TEXT TO READ.
┏━━

Will it ever happen – probably not, but it makes for debate.

Last Edited by Fuji_Abound at 20 Feb 22:32

For clarity, the UK IR(R) does have an 1800m visibility minimum, but there is no restriction on vertical minima as had been suggested above. The 500/600’ minimums are only “suggested” not legally required.

YPJT, United Arab Emirates

That 1800m became a farce when the min vis for VFR became 1500m in 2012

So I am not surprised the latest proposal is 1500m. Otherwise you might have to cancel IFR to do a legal circling approach

Administrator
Shoreham EGKA, United Kingdom

Presumably the approach ban applies if visibility is reported below 1800m?

Oxford (EGTK), United Kingdom

The general thinking is that you could indeed get busted if ATC reported vis is below 1800m.

┗━━

DATASET RECORDS.

┏━━

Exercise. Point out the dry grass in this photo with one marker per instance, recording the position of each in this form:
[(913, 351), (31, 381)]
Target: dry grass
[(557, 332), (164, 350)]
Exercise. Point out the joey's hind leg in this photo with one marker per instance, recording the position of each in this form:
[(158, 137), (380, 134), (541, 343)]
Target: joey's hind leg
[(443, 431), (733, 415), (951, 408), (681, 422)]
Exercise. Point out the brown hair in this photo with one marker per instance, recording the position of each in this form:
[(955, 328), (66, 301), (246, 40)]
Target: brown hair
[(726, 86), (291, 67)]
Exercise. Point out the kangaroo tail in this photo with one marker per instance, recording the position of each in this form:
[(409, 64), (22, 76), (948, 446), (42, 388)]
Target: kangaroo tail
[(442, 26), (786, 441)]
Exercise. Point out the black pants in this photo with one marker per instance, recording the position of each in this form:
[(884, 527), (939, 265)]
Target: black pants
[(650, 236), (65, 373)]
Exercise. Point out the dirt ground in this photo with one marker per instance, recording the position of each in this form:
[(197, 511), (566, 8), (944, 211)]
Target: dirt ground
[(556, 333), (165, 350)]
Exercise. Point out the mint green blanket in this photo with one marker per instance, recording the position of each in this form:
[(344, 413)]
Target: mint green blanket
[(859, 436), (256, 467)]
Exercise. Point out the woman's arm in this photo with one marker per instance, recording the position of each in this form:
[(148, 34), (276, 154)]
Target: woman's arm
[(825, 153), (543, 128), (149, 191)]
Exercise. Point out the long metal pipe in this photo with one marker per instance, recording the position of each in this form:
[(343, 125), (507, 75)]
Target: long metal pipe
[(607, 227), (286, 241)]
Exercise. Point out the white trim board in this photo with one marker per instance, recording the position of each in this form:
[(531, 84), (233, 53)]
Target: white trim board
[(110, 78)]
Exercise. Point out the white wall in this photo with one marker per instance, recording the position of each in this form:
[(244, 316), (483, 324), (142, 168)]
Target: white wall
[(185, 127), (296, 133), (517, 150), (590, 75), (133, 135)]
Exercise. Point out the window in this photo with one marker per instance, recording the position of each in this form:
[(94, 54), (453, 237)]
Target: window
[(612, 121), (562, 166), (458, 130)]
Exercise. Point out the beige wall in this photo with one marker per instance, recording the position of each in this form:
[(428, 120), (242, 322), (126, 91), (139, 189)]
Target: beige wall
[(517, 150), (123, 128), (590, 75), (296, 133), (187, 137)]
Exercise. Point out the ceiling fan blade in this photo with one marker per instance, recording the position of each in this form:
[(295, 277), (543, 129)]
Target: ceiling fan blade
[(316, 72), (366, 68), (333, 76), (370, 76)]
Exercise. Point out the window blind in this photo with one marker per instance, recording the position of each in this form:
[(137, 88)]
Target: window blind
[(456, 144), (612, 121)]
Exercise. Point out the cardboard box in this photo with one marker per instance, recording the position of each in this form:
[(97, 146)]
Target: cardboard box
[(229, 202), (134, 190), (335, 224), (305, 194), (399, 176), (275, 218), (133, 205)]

┗━━

GIVEN REQUEST 1.
Copy out the rows verbatim, from the line that contains "Exercise. Point out the window in" through the end of the rows.
GIVEN REQUEST 2.
Extend the forum discussion about IR(R) visibility minimums onward from its last post.

EXERCISE OUTPUT 1.
Exercise. Point out the window in this photo with one marker per instance, recording the position of each in this form:
[(94, 54), (453, 237)]
Target: window
[(612, 121), (562, 166), (458, 130)]
Exercise. Point out the beige wall in this photo with one marker per instance, recording the position of each in this form:
[(428, 120), (242, 322), (126, 91), (139, 189)]
Target: beige wall
[(517, 150), (123, 128), (590, 75), (296, 133), (187, 137)]
Exercise. Point out the ceiling fan blade in this photo with one marker per instance, recording the position of each in this form:
[(295, 277), (543, 129)]
Target: ceiling fan blade
[(316, 72), (366, 68), (333, 76), (370, 76)]
Exercise. Point out the window blind in this photo with one marker per instance, recording the position of each in this form:
[(137, 88)]
Target: window blind
[(456, 144), (612, 121)]
Exercise. Point out the cardboard box in this photo with one marker per instance, recording the position of each in this form:
[(97, 146)]
Target: cardboard box
[(229, 202), (134, 190), (335, 224), (305, 194), (399, 176), (275, 218), (133, 205)]

EXERCISE OUTPUT 2.
If there is no ATC (meaning: no qualified met observer and no RVR reporting gear) then who knows?

I have never heard of anybody in the UK having been busted for busting minima, however. It has never featured in their prosecutions.

Administrator
Shoreham EGKA, United Kingdom

The requirement of 1800 m for the IMCR is for in-flight visibility, which might be substantially different from met vis measured from a 30 ft tower. It’s also not an approach ban, but rather a landing ban.

The approach ban is based on RVR.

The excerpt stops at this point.